Wie steht es um Deutschland? Besteht die Möglichkeit oder gar Notwendigkeit, den Funken, der in Frankreich gezündet wurde, hierzulande zu nutzen? Können prekär Beschäftigte hierzulande mit dieser Bewegung zum Erfolg kommen? Und müssen Journalisten, die selbst oft genug zu den prekär Beschäftigten gehören, nicht genau wie in Frankreich zu Katalysatoren der sozialen Auseinandersetzung werden? Ist nicht gerade auch die Arbeitslosenversicherung für die tageweise Beschäftigten im Kultur- und Medienbereich ein ungelöstes Problem?
Die ersten Ansätze für Aktionen gibt es schon. Aufrufe über soziale Medien zu ersten Protesten in Berlin oder Köln hat es schon gegeben, doch sie blieben weithin unter dem Radar der Leitmedien.
Die Besonderheit in Deutschland: Anders als in vielen anderen Ländern läuft die deutsche Wirtschaft weiterhin robust, in manchen Wirtschaftsbereichen herrscht geradezu Vollbeschäftigung. Die Löhne steigen, und das Land wird von einer Bundesregierung geführt, die erst gerade den Mindestlohn eingeführt hat, weitere Sozialgesetze wie Regeln gegen Leiharbeit zu planen vorgibt, Rentenerhöhungen durchsetzt und den Abbau des Arbeitsrechts gar nicht im aktuellen Programm hat.

◆ ◆ ◆ ◆

Arbeitsauftrag: Schreiben Sie den Text über prekär Beschäftigte in Deutschland vollständig und buchstabengetreu ab.

◆ ◆ ◆ ◆

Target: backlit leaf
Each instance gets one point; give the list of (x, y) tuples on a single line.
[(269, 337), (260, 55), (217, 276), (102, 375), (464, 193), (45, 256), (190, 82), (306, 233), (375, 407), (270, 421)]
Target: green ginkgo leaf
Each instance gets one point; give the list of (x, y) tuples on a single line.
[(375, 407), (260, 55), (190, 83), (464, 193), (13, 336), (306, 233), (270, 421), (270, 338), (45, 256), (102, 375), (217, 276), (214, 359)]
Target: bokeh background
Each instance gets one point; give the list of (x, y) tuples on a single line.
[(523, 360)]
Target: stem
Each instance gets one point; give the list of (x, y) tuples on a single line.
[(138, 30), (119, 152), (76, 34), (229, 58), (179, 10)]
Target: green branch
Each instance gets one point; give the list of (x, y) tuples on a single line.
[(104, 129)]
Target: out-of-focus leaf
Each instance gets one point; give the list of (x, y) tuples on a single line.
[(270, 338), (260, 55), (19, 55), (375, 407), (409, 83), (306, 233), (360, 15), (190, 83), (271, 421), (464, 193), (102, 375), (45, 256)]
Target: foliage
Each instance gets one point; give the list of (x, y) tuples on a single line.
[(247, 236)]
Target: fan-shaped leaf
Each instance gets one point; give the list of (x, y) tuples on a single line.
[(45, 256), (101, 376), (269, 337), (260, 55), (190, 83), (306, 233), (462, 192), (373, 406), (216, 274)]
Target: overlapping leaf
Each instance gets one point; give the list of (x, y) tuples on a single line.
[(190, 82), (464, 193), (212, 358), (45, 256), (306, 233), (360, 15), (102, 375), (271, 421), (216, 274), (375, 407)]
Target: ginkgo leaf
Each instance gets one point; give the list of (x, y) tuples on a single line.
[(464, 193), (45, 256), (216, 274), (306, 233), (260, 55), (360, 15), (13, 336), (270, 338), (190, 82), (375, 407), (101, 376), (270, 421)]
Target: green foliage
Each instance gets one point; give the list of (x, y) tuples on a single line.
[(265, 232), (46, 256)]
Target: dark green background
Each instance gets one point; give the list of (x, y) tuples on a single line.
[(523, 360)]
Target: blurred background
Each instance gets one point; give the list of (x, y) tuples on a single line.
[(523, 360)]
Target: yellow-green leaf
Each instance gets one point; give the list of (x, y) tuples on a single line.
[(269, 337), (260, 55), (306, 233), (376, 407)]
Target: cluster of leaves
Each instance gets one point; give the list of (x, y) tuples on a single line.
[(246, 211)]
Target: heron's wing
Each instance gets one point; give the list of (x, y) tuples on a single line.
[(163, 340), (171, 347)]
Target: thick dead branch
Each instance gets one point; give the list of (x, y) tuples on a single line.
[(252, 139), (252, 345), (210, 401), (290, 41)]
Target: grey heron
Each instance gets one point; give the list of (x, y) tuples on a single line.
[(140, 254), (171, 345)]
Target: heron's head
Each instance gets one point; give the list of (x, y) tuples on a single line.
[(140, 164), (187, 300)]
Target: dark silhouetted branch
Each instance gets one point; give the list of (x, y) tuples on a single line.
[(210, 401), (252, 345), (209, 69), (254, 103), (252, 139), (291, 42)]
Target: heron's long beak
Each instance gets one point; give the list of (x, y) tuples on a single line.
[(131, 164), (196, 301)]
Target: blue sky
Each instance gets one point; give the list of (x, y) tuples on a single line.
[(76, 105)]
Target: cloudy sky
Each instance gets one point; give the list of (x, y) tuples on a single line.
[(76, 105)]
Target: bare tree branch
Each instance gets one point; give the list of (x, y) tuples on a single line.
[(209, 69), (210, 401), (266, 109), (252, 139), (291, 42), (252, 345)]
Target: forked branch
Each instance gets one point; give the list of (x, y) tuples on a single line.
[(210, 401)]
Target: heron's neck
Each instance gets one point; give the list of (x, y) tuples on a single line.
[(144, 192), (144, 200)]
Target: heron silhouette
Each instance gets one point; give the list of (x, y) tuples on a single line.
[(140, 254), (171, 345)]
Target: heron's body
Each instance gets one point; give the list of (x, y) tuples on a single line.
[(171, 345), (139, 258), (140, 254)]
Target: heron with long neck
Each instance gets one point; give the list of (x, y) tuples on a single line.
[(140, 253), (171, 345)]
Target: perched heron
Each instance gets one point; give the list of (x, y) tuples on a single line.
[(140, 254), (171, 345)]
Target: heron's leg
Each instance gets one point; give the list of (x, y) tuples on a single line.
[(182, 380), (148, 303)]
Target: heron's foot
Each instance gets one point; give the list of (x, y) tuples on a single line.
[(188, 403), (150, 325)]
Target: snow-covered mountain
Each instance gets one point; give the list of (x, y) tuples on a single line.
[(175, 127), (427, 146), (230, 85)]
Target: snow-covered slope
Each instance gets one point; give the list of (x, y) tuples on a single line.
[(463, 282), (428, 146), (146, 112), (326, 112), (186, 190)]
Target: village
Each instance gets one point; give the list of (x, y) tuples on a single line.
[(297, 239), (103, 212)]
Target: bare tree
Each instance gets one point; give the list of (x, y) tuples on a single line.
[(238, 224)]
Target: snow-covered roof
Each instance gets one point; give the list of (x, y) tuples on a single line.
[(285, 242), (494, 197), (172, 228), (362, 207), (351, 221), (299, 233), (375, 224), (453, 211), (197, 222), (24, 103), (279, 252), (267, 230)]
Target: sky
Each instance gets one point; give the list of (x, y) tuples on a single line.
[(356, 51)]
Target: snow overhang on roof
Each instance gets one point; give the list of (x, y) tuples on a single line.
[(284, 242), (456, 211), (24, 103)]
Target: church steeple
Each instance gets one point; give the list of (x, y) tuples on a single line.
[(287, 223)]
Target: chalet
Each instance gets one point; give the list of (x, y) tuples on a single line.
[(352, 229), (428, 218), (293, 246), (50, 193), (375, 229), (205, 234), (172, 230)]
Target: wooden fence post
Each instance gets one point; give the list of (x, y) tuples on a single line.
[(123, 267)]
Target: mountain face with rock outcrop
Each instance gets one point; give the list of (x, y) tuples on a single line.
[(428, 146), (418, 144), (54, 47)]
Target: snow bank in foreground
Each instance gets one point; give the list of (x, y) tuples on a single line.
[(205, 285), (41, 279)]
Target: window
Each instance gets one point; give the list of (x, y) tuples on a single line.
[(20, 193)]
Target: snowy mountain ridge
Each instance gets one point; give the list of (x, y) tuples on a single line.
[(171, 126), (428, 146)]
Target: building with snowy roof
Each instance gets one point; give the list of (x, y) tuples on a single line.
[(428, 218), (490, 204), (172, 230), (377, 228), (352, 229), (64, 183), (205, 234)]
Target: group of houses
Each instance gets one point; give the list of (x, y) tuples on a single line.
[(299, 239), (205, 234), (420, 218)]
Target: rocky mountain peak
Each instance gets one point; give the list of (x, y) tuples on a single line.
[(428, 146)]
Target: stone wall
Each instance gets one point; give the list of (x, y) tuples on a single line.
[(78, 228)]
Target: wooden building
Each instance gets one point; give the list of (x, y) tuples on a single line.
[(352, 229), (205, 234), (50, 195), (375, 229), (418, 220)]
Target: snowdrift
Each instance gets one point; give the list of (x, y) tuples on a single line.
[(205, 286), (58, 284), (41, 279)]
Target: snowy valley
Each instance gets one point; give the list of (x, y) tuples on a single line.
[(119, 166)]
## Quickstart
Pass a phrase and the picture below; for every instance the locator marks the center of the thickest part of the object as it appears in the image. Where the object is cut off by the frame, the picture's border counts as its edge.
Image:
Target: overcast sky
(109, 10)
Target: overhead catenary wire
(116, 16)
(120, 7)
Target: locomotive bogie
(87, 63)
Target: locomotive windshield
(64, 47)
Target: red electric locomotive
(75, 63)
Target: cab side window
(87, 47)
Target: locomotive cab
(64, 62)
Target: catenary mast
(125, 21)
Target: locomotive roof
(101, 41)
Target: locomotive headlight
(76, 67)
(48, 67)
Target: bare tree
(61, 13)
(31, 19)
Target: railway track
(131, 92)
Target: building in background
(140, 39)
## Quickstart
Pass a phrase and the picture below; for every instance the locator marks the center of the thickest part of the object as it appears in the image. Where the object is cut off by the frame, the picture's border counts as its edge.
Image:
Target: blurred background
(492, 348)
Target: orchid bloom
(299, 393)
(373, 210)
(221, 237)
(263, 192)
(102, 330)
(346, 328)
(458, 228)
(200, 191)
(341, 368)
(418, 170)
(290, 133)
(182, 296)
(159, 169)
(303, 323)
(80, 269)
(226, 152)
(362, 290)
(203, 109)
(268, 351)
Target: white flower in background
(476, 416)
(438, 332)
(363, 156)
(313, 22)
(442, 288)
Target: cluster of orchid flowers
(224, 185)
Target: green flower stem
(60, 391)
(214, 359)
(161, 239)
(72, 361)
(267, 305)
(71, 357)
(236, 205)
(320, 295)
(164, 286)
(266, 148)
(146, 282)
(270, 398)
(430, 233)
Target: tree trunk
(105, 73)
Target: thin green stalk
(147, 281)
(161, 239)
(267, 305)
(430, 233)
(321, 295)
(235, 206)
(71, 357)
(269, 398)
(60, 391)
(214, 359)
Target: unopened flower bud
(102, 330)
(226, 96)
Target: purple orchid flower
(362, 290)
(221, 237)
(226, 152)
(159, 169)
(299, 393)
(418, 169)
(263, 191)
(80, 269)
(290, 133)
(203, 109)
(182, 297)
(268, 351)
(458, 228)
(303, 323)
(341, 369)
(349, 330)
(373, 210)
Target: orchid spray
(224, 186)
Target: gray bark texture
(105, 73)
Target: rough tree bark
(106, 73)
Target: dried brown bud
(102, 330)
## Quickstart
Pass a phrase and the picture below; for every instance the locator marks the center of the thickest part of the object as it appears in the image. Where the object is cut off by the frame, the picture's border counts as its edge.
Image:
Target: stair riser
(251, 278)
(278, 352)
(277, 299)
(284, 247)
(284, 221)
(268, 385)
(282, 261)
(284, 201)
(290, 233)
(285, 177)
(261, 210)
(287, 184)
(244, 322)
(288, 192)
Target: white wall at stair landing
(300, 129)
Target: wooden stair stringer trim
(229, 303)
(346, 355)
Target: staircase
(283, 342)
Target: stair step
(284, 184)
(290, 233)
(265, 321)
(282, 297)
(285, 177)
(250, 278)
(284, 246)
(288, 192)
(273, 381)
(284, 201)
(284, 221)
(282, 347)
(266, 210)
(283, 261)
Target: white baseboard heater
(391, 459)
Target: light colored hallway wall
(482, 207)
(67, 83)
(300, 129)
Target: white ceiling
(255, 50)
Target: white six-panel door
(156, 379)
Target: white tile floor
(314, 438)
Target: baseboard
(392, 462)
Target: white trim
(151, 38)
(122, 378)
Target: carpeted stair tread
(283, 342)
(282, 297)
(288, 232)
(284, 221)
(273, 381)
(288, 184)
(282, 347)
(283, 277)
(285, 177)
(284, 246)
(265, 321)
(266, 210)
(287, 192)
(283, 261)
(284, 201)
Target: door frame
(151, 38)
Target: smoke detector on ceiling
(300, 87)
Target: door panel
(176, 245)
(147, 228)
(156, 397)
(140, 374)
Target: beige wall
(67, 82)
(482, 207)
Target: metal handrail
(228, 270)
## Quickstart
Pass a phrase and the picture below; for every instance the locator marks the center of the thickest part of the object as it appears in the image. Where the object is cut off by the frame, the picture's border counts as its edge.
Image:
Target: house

◆ ◆ ◆ ◆

Antwort:
Wie steht es um Deutschland? Besteht die Möglichkeit oder gar Notwendigkeit, den Funken, der in Frankreich gezündet wurde, hierzulande zu nutzen? Können prekär Beschäftigte hierzulande mit dieser Bewegung zum Erfolg kommen? Und müssen Journalisten, die selbst oft genug zu den prekär Beschäftigten gehören, nicht genau wie in Frankreich zu Katalysatoren der sozialen Auseinandersetzung werden? Ist nicht gerade auch die Arbeitslosenversicherung für die tageweise Beschäftigten im Kultur- und Medienbereich ein ungelöstes Problem?
Die ersten Ansätze für Aktionen gibt es schon. Aufrufe über soziale Medien zu ersten Protesten in Berlin oder Köln hat es schon gegeben, doch sie blieben weithin unter dem Radar der Leitmedien.
Die Besonderheit in Deutschland: Anders als in vielen anderen Ländern läuft die deutsche Wirtschaft weiterhin robust, in manchen Wirtschaftsbereichen herrscht geradezu Vollbeschäftigung. Die Löhne steigen, und das Land wird von einer Bundesregierung geführt, die erst gerade den Mindestlohn eingeführt hat, weitere Sozialgesetze wie Regeln gegen Leiharbeit zu planen vorgibt, Rentenerhöhungen durchsetzt und den Abbau des Arbeitsrechts gar nicht im aktuellen Programm hat.